Extract each line of the data and write it out again exactly.
=====
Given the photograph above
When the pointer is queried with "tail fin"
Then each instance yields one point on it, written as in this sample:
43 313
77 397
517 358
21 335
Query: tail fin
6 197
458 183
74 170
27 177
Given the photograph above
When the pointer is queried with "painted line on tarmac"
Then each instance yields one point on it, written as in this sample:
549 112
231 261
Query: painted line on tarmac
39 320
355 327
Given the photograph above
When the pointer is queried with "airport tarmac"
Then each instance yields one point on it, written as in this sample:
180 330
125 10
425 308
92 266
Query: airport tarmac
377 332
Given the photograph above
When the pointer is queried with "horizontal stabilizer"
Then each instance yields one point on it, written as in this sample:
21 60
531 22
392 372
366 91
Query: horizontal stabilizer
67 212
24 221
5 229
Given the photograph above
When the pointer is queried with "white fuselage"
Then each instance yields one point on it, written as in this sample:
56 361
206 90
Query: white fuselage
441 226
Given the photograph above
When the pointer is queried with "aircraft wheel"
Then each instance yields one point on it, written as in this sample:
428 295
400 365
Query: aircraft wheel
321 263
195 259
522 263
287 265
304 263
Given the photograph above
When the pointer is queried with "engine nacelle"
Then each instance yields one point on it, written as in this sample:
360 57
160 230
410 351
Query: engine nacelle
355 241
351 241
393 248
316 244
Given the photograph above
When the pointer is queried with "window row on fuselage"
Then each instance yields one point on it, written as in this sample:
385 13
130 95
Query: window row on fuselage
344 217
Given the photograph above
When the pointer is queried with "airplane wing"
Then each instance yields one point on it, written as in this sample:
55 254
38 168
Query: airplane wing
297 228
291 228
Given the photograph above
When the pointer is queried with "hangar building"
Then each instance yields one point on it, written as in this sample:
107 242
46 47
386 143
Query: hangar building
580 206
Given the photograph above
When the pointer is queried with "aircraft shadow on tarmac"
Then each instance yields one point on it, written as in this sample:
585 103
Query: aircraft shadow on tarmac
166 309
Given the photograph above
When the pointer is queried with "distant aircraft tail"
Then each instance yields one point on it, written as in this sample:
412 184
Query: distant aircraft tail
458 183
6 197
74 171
=====
- EXERCISE RESULT:
Given the photograph above
When the pointer is queried with "tail fin"
Then each instance yields one point on it, written as in this sample:
43 313
77 397
517 358
21 335
Query: tail fin
6 197
458 183
74 170
27 177
Given the photograph above
When the pointer is queried with "painted line on tarmac"
Then each instance yields one point on it, written as in this sample:
549 112
231 261
Query: painted line on tarmac
39 320
355 327
Given the photograph above
When the pointer is queried with "airport tarmac"
Then each instance yields one point on it, written as in this sample:
180 330
125 10
425 308
92 266
Query: airport tarmac
377 332
Given the photograph above
When the pointer is queried with "horizontal stabilizer"
Then each instance yields one point on it, written as in this sample:
21 60
531 22
392 372
366 91
Query: horizontal stabilizer
67 212
24 221
5 229
Given the photograph above
When the pointer is queried with "white fuselage"
Then each instance yields one point on it, written as in this sample:
56 361
206 90
Query: white fuselage
441 226
Given the photograph above
When the pointer is queried with "aircraft wheel"
Then each instance yields one point on it, written as in this sample:
428 295
400 365
Query: aircraft wheel
321 263
195 259
522 263
287 265
304 263
Given the photograph above
When the pointer is queried with "engine nacelle"
Then each instance yields one point on it, written as in this sample:
360 57
160 230
410 351
Query: engine nacelle
355 241
351 241
393 248
316 244
Given the photograph above
When the pointer is queried with "window row on fuselage"
Then each instance yields one point on it, written as in this sample:
385 13
130 95
Query: window row on fuselage
344 217
Given the photograph above
When the pointer is queried with "airplane wing"
Then each instance yields one point on it, written as in this sample:
55 254
38 168
Query: airplane wing
297 228
291 228
Given the photograph above
When the pointer is queried with "hangar building"
Then each instance yields one point on it, written as in this sample:
107 242
46 47
386 143
Query: hangar building
580 206
Given the photograph above
When the pointer is queried with "aircraft shadow on tarmac"
Then each instance yields one point on it, written as in this sample:
585 103
Query: aircraft shadow on tarmac
166 309
Given the photograph above
When the pointer is queried with "distant aircraft tail"
Then each instance yields one point on it, written as in this sample:
412 184
Query: distant aircraft tail
458 183
6 197
74 171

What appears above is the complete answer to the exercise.